** Begin Supplied data **

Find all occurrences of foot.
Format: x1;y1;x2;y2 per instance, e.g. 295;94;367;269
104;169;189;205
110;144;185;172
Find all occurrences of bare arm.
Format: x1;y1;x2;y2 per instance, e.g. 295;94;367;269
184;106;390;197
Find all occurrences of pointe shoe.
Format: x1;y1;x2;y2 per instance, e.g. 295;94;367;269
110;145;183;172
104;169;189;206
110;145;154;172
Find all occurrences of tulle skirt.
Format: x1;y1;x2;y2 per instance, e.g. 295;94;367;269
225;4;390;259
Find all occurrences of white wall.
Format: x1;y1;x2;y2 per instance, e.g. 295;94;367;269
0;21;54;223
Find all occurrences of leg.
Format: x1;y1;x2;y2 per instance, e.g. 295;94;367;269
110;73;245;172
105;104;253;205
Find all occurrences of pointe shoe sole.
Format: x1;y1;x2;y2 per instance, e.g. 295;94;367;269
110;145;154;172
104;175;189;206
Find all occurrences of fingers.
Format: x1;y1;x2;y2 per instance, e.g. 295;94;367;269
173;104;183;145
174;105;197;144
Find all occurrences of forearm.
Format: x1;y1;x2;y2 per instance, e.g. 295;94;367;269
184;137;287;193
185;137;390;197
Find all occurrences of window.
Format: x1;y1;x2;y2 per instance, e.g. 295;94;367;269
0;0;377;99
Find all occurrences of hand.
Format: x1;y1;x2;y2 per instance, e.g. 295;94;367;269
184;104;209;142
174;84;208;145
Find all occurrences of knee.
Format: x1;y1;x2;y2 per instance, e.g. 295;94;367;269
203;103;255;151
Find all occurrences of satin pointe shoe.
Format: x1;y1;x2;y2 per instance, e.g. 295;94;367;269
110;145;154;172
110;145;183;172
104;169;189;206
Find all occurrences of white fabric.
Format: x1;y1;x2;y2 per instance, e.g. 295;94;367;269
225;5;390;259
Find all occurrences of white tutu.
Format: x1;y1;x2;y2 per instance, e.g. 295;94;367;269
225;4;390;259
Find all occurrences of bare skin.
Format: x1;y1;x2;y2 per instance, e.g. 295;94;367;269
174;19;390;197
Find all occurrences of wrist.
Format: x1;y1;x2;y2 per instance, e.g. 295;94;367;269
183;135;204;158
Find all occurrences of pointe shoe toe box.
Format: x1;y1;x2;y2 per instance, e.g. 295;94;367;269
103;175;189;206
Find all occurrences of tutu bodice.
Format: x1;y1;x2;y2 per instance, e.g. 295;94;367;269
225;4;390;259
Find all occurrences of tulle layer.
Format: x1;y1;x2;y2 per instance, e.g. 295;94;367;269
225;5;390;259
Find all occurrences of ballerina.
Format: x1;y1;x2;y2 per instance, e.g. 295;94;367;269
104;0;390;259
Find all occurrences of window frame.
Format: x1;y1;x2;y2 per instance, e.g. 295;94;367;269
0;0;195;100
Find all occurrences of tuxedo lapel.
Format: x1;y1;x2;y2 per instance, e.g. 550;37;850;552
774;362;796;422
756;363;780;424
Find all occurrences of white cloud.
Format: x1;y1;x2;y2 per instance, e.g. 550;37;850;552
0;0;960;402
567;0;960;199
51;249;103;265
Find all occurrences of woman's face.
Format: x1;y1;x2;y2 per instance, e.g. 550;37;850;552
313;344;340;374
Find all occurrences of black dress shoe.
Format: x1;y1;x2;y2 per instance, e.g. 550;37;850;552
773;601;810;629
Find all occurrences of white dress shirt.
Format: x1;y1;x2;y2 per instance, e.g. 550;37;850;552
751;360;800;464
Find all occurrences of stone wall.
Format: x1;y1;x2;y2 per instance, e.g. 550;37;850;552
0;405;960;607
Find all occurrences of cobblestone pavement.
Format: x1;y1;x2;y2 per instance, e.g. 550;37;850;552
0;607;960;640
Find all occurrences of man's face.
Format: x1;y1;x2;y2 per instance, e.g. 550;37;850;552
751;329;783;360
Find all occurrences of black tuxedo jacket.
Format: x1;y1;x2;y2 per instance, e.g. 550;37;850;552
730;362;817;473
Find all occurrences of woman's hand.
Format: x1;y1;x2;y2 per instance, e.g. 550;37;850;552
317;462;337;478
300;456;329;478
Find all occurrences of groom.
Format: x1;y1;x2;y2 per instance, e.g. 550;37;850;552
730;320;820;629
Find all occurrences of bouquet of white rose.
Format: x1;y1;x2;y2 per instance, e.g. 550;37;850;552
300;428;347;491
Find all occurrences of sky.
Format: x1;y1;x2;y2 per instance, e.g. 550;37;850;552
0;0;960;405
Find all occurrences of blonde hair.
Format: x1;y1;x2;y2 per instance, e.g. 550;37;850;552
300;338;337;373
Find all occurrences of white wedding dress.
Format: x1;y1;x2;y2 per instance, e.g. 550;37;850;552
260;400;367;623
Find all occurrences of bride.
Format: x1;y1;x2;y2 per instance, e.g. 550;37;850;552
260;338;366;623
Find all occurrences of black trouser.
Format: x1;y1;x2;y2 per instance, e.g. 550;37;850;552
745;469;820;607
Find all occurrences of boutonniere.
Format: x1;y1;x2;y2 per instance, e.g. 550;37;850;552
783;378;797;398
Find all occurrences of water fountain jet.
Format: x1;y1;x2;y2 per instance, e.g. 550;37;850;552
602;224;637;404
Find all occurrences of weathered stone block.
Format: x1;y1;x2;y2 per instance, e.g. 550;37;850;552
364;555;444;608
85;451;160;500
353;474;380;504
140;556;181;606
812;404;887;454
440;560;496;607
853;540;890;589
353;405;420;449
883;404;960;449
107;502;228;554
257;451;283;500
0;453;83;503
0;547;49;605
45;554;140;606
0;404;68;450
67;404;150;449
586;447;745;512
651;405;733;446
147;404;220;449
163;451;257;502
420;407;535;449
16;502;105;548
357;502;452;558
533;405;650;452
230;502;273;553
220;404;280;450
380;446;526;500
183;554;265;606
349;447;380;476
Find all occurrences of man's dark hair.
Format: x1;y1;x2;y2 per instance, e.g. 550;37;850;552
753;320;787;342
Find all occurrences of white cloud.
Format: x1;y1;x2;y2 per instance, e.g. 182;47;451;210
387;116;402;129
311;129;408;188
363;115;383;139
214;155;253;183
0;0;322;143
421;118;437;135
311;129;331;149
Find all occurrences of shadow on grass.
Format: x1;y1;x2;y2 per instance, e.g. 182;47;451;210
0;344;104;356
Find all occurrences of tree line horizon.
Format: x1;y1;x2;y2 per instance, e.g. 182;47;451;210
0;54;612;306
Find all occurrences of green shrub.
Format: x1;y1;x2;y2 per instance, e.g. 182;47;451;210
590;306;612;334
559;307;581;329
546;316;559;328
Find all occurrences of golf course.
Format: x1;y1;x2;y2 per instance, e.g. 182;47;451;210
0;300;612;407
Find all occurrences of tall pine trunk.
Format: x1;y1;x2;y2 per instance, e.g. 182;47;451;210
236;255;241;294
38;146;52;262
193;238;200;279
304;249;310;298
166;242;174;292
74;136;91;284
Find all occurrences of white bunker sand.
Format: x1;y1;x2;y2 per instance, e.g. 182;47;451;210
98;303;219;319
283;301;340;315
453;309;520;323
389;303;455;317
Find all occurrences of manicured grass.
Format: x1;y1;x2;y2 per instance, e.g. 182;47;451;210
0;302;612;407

** End Supplied data **

• **Work to be completed**: Please reproduce all of the data above word for word, with no changes.

• **Reply**:
Find all occurrences of foot.
Format: x1;y1;x2;y2 per instance, e.g. 295;94;367;269
104;169;189;205
110;144;185;172
Find all occurrences of bare arm.
Format: x1;y1;x2;y2 per instance, e.g. 295;94;367;269
184;106;390;197
Find all occurrences of pointe shoe.
Format: x1;y1;x2;y2 per instance, e.g. 295;94;367;269
110;145;183;172
104;169;189;206
110;145;154;172
Find all occurrences of tulle skirt.
Format: x1;y1;x2;y2 per instance, e.g. 295;94;367;269
225;4;390;259
Find all occurrences of white wall.
Format: x1;y1;x2;y2 per instance, e.g. 295;94;367;269
0;21;54;223
Find all occurrences of leg.
Format: x1;y1;x2;y2 per instance, e.g. 295;94;367;269
110;73;245;172
105;104;253;205
Find all occurrences of pointe shoe sole.
Format: x1;y1;x2;y2 per instance, e.g. 295;94;367;269
110;145;154;172
104;175;189;206
Find all occurrences of fingers.
Format: x1;y1;x2;y2 per instance, e.g. 295;94;367;269
173;104;183;145
174;105;197;144
Find all occurrences of forearm.
Format: x1;y1;x2;y2 per instance, e.g. 295;94;367;269
184;137;287;193
185;137;390;197
Find all occurrences of window.
Format: x1;y1;x2;y2 per instance, e.g. 295;94;367;269
0;0;377;99
Find all occurrences of hand.
Format: x1;y1;x2;y2 per instance, e.g. 295;94;367;269
184;104;209;142
174;84;208;145
Find all occurrences of knee.
Format: x1;y1;x2;y2 per instance, e.g. 295;94;367;269
203;103;255;151
Find all occurrences of satin pointe shoe.
Format: x1;y1;x2;y2 per instance, e.g. 295;94;367;269
110;145;154;172
110;145;183;172
104;169;189;206
Find all occurrences of white fabric.
Format: x1;y1;x2;y2 per instance, e.g. 295;94;367;269
225;5;390;259
Find all occurrences of white tutu.
Format: x1;y1;x2;y2 per instance, e.g. 295;94;367;269
225;4;390;259
Find all occurrences of bare skin.
Format: x1;y1;x2;y2 per instance, e.g. 295;94;367;269
174;19;390;197
Find all occurrences of wrist.
Format: x1;y1;x2;y2 per instance, e.g. 295;94;367;269
183;135;204;158
Find all occurrences of pointe shoe toe box.
Format: x1;y1;x2;y2 per instance, e.g. 295;94;367;269
103;175;189;206
Find all occurrences of tutu bodice.
Format: x1;y1;x2;y2 per instance, e.g. 295;94;367;269
225;4;390;259
Find all occurrences of tulle layer.
Format: x1;y1;x2;y2 per instance, e.g. 295;94;367;269
225;5;390;259
Find all occurrences of ballerina.
Format: x1;y1;x2;y2 per instance, e.g. 295;94;367;269
104;0;390;259
Find all occurrences of window frame.
Format: x1;y1;x2;y2 per instance, e.g. 295;94;367;269
0;0;195;100
Find all occurrences of tuxedo lapel.
Format: x1;y1;x2;y2 per instance, e.g. 550;37;850;552
774;362;796;422
756;363;780;424
Find all occurrences of white cloud.
Format: x1;y1;x2;y2 per instance, e.g. 550;37;850;552
0;0;960;402
567;0;960;199
51;249;103;265
Find all occurrences of woman's face.
Format: x1;y1;x2;y2 per instance, e.g. 550;37;850;552
313;344;340;374
Find all occurrences of black dress shoe.
Format: x1;y1;x2;y2 per instance, e.g. 550;37;850;552
773;601;810;629
Find all occurrences of white dress shirt.
Format: x1;y1;x2;y2 per instance, e.g. 550;37;850;552
751;360;800;464
Find all occurrences of stone wall.
Format: x1;y1;x2;y2 per instance, e.g. 550;37;850;552
0;405;960;607
Find all occurrences of cobblestone pavement.
Format: x1;y1;x2;y2 per instance, e.g. 550;37;850;552
0;607;960;640
Find all occurrences of man's face.
Format: x1;y1;x2;y2 per instance, e.g. 550;37;850;552
751;329;783;360
Find all occurrences of black tuxedo jacket.
Format: x1;y1;x2;y2 per instance, e.g. 550;37;850;552
730;362;817;473
Find all occurrences of woman's hand.
Format: x1;y1;x2;y2 per instance, e.g. 550;37;850;552
317;462;337;478
300;456;329;478
Find all occurrences of groom.
Format: x1;y1;x2;y2 per instance, e.g. 550;37;850;552
730;320;820;629
Find all occurrences of bouquet of white rose.
Format: x1;y1;x2;y2 per instance, e.g. 550;37;850;552
300;428;347;491
Find all occurrences of sky.
Format: x1;y1;x2;y2 per instance, e.g. 550;37;850;552
0;0;960;405
Find all occurrences of blonde hair.
Format: x1;y1;x2;y2 per instance, e.g. 550;37;850;552
300;338;337;373
Find all occurrences of white wedding dress.
Format: x1;y1;x2;y2 per instance, e.g. 550;37;850;552
260;400;367;623
Find all occurrences of bride.
Format: x1;y1;x2;y2 per instance, e.g. 550;37;850;552
260;338;366;623
Find all occurrences of black trouser.
Format: x1;y1;x2;y2 per instance, e.g. 550;37;850;552
745;469;820;607
Find all occurrences of boutonniere.
Format: x1;y1;x2;y2 per instance, e.g. 550;37;850;552
783;378;797;398
Find all occurrences of water fountain jet.
Format: x1;y1;x2;y2 per instance, e.g. 550;37;850;552
602;224;637;404
Find all occurrences of weathered stone block.
Format: x1;y1;x2;y2 per instance, e.g. 550;37;850;552
364;555;444;608
85;451;160;500
353;474;380;504
140;556;181;606
812;404;887;454
440;560;496;607
853;540;890;589
353;405;420;449
883;404;960;449
107;502;228;554
257;451;283;500
0;453;83;503
0;547;49;605
45;554;140;606
0;404;68;450
67;404;150;449
586;447;745;512
651;405;733;446
147;404;220;449
163;451;257;502
420;407;535;449
16;502;105;548
357;502;452;558
533;405;650;452
230;502;273;553
220;404;280;450
380;446;526;500
183;554;265;606
349;447;380;476
Find all occurrences of man's dark hair.
Format: x1;y1;x2;y2 per instance, e.g. 550;37;850;552
753;320;787;342
Find all occurrences of white cloud.
Format: x1;y1;x2;y2 per instance, e.g. 182;47;451;210
387;116;402;129
311;129;408;188
363;115;383;139
214;155;253;183
0;0;322;143
421;118;437;135
311;129;331;149
Find all occurrences of shadow on grass.
Format: x1;y1;x2;y2 per instance, e.g. 182;47;451;210
0;344;104;356
Find all occurrences of tree line horizon.
Format: x1;y1;x2;y2 per instance, e.g. 182;47;451;210
0;54;612;306
Find all occurrences of green shrub.
Format: x1;y1;x2;y2 per instance, e.g. 182;47;451;210
590;306;612;334
559;307;581;329
546;316;559;328
Find all occurrences of golf course.
Format: x1;y1;x2;y2 per instance, e.g. 182;47;451;210
0;300;612;407
Find all occurrences of tall pine trunk.
Format: x1;y1;x2;y2 per instance, e.g. 182;47;451;210
236;255;241;294
38;146;52;262
193;238;200;279
304;249;310;298
166;242;174;292
74;136;91;284
Find all occurrences of white bunker sand.
Format: x1;y1;x2;y2 per instance, e.g. 182;47;451;210
98;303;219;319
283;301;340;315
453;309;520;323
389;303;455;317
Find all occurrences of manicured grass.
Format: x1;y1;x2;y2 per instance, e.g. 182;47;451;210
0;302;612;407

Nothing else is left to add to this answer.